-- Start --

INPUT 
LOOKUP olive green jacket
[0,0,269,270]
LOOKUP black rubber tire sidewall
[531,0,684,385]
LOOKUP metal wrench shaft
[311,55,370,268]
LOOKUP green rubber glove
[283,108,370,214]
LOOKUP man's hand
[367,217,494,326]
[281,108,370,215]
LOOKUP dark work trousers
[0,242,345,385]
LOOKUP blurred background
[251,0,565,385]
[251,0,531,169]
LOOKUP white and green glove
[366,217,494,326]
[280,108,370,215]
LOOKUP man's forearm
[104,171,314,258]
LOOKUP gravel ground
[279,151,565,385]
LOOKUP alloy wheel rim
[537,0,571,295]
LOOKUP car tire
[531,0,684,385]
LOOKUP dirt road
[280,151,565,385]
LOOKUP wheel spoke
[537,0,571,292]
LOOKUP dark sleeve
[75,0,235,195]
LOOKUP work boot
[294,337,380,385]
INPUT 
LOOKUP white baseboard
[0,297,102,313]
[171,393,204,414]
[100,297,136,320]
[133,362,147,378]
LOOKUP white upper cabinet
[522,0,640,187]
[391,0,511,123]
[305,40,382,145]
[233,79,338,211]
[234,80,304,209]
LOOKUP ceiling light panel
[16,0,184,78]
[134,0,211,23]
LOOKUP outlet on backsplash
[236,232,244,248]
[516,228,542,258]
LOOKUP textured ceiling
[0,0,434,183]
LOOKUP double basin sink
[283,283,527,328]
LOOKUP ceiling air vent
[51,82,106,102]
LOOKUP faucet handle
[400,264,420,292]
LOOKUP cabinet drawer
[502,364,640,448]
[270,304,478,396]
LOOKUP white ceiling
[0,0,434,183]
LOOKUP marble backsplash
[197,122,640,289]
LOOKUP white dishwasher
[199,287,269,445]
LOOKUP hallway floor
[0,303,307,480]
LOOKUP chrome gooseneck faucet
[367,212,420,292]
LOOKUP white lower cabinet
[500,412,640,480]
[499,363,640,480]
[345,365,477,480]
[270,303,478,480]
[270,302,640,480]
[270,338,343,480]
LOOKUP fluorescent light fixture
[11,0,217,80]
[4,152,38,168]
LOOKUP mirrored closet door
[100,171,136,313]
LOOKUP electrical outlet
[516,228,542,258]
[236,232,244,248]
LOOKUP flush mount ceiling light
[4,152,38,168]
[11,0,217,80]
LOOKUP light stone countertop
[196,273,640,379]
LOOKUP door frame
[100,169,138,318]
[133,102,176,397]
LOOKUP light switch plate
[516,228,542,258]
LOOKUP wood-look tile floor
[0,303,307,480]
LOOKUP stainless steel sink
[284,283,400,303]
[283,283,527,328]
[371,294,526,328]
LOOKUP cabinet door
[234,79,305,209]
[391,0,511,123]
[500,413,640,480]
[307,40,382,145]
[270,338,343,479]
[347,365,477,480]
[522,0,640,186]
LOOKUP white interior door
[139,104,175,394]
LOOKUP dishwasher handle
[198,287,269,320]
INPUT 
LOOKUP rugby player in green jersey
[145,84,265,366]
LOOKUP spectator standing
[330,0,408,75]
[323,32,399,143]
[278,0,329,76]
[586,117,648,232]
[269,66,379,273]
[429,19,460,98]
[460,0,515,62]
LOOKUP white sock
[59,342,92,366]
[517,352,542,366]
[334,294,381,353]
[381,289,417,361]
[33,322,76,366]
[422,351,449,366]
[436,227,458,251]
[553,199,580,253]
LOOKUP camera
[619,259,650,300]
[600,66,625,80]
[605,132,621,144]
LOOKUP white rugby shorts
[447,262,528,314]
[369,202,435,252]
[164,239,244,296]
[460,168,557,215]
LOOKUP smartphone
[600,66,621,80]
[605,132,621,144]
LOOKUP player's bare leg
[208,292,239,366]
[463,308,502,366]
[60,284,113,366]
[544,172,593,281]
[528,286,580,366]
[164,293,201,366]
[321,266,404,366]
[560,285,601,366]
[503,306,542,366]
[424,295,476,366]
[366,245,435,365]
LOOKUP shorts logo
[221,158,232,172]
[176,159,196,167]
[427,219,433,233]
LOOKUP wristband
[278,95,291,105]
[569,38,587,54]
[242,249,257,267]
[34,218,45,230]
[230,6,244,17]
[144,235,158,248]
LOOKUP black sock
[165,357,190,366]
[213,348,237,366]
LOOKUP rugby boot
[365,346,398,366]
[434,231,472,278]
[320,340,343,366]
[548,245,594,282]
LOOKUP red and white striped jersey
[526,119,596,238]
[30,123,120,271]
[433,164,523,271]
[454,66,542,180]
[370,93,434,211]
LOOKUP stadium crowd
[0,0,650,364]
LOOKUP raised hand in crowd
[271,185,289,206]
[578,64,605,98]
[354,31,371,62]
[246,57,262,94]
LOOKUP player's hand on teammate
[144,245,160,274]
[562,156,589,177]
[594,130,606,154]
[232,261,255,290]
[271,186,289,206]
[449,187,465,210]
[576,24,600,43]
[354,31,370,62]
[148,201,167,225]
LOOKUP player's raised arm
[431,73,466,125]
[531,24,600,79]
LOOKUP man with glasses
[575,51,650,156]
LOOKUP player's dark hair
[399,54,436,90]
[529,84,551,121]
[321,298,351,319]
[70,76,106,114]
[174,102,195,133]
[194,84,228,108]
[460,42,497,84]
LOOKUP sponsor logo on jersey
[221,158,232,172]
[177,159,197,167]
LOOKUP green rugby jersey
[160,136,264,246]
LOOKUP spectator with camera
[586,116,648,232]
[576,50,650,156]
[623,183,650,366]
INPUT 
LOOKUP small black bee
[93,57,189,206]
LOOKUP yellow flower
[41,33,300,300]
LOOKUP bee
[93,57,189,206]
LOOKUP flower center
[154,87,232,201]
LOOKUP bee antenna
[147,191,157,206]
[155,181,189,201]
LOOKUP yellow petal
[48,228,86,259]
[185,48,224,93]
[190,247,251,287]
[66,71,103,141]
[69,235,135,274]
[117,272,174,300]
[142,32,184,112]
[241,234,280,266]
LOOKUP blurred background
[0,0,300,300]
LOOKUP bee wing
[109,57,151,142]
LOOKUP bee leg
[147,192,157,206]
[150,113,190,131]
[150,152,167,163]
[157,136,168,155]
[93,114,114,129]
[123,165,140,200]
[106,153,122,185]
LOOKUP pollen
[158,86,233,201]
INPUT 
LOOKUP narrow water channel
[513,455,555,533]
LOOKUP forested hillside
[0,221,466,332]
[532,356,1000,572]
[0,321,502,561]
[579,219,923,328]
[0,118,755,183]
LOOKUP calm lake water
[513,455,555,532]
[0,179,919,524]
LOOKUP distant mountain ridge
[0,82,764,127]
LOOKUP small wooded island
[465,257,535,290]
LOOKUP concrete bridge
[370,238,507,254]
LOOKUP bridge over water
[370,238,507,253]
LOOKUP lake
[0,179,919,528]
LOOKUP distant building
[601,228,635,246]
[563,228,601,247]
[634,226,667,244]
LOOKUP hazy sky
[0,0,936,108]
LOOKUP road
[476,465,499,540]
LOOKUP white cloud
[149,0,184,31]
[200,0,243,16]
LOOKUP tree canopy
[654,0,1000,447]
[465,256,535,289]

-- End --
-- Start --

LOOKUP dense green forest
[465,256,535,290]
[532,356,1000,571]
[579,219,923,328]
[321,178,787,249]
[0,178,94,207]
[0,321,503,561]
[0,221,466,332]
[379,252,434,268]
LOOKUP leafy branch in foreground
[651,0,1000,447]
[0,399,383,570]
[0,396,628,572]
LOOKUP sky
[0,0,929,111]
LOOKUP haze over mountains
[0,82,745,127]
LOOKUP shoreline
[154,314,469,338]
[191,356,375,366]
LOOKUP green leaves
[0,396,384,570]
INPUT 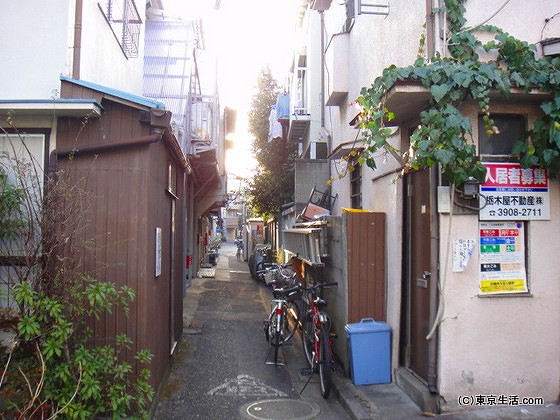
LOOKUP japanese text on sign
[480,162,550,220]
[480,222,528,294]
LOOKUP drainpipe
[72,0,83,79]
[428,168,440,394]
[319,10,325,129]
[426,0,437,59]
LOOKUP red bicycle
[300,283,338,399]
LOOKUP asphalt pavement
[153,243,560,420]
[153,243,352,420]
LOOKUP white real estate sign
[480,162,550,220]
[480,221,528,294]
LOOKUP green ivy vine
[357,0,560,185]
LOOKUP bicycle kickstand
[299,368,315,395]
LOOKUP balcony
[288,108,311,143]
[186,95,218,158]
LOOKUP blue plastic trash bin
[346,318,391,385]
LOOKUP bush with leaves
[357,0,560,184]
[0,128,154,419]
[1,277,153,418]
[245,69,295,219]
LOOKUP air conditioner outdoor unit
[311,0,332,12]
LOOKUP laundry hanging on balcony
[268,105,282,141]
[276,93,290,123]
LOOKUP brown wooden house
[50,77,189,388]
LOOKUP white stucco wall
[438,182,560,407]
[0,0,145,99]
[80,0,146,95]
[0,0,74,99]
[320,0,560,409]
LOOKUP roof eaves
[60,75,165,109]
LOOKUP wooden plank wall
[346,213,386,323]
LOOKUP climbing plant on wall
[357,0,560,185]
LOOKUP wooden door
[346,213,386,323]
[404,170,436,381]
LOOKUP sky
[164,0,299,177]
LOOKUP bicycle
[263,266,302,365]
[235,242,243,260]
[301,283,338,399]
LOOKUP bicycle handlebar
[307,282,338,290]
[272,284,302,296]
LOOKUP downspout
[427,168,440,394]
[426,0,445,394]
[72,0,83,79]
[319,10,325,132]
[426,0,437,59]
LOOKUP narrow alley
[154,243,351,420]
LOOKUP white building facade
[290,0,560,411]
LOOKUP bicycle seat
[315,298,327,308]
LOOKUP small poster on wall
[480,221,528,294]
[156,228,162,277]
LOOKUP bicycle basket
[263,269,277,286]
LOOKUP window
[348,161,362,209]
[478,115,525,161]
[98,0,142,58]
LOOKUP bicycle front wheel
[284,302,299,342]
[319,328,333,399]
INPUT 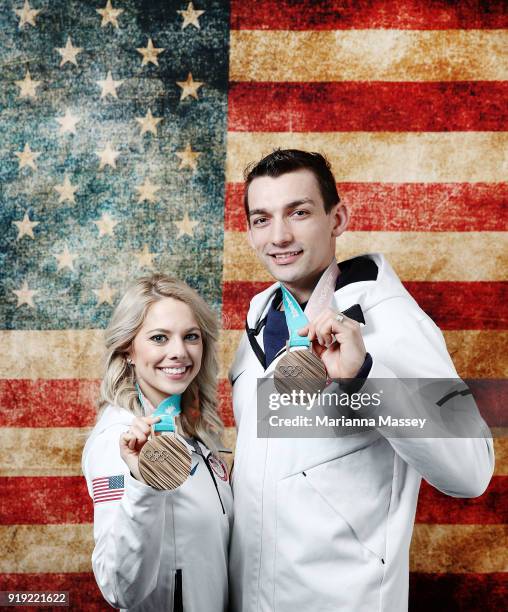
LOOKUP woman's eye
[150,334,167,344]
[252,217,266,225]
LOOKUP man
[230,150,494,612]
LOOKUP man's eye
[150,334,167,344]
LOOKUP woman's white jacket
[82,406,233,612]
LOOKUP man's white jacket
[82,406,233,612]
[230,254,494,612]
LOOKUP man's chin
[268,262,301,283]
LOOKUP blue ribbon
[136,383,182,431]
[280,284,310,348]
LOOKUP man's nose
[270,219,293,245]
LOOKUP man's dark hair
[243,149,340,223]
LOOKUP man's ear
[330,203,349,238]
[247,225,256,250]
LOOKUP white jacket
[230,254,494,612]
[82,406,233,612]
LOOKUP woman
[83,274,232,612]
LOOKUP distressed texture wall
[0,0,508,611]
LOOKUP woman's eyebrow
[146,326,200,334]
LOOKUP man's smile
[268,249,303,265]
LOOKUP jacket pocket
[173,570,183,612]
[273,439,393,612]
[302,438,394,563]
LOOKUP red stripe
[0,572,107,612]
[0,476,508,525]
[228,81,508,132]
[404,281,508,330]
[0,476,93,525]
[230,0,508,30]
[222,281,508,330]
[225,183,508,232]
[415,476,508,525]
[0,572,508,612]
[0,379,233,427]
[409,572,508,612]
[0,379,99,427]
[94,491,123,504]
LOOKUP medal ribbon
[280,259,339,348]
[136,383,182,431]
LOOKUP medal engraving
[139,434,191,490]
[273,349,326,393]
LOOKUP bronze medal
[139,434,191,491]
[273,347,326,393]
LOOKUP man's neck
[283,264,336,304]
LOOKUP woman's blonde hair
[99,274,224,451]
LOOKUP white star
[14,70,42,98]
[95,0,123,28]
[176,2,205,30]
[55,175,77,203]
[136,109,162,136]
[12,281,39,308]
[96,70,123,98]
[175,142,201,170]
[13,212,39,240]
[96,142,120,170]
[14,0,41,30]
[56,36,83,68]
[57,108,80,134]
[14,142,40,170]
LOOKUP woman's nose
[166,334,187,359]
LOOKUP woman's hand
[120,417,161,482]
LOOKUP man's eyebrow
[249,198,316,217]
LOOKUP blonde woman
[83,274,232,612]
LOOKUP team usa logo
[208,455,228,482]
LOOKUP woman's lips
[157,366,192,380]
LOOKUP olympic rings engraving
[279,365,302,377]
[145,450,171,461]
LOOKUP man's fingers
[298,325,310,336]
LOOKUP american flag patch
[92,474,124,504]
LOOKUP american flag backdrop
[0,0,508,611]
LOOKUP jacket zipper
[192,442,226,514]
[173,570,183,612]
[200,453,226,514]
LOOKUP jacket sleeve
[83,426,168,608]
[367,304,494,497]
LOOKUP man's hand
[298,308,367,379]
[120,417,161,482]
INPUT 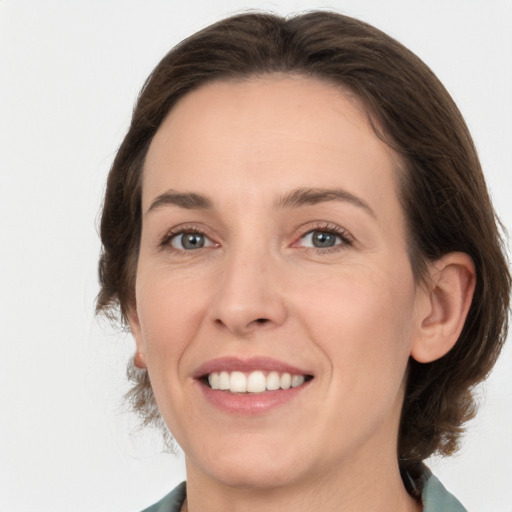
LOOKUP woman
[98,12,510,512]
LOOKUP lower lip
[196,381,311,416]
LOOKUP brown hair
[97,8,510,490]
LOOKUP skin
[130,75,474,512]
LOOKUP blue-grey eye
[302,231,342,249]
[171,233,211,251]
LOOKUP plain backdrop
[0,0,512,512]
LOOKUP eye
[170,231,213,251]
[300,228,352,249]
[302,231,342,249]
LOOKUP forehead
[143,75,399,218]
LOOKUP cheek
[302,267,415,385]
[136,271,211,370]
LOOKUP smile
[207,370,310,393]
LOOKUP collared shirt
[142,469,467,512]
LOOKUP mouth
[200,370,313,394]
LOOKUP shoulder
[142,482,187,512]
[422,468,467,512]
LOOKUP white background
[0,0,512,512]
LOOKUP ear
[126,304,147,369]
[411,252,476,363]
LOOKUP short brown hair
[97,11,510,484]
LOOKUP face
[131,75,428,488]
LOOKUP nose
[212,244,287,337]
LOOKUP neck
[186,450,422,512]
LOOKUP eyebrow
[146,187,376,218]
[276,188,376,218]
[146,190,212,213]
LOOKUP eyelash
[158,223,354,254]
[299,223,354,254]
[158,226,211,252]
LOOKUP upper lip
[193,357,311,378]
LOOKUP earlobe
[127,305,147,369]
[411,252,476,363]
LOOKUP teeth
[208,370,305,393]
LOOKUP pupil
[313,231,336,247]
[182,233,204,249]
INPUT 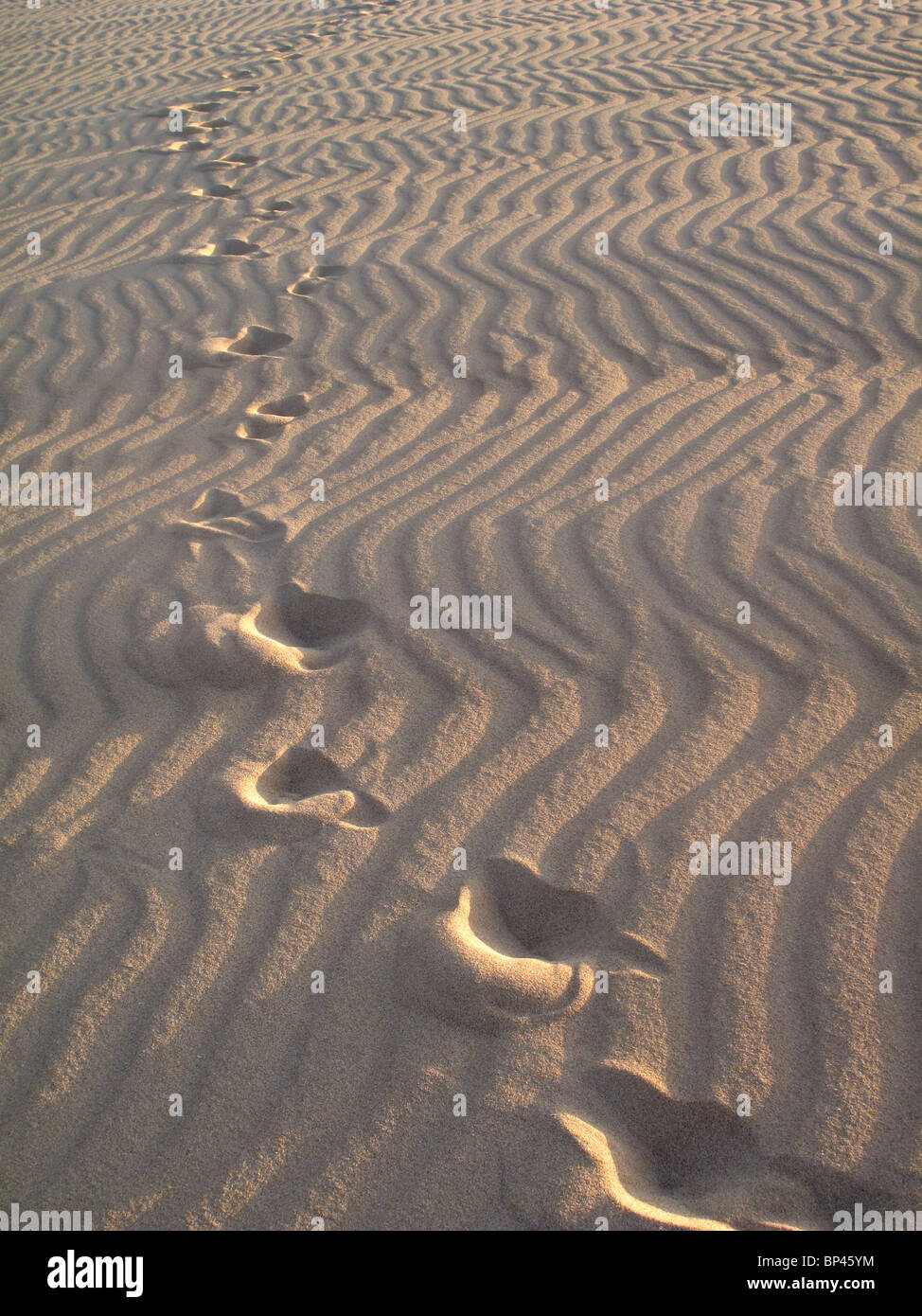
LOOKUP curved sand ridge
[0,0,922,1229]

-- End --

GOAL = Copy word for word the lines of the listing that start at the line containing "LOOKUP calm lake water" and run through the line containing "[465,256,535,289]".

OUTPUT BELOW =
LOOKUP calm lake water
[513,455,555,532]
[0,179,919,524]
LOOKUP distant mountain ridge
[0,82,764,127]
LOOKUP small wooded island
[465,257,535,290]
LOOKUP concrete bridge
[370,238,507,254]
LOOKUP bridge over water
[370,238,507,253]
LOOKUP lake
[0,179,919,528]
LOOKUP distant building
[601,228,635,246]
[563,228,601,247]
[634,226,667,244]
LOOKUP hazy sky
[0,0,936,108]
LOOKUP road
[476,465,499,540]
LOOKUP white cloud
[149,0,184,31]
[200,0,243,16]
LOOKUP tree canopy
[654,0,1000,447]
[465,256,535,289]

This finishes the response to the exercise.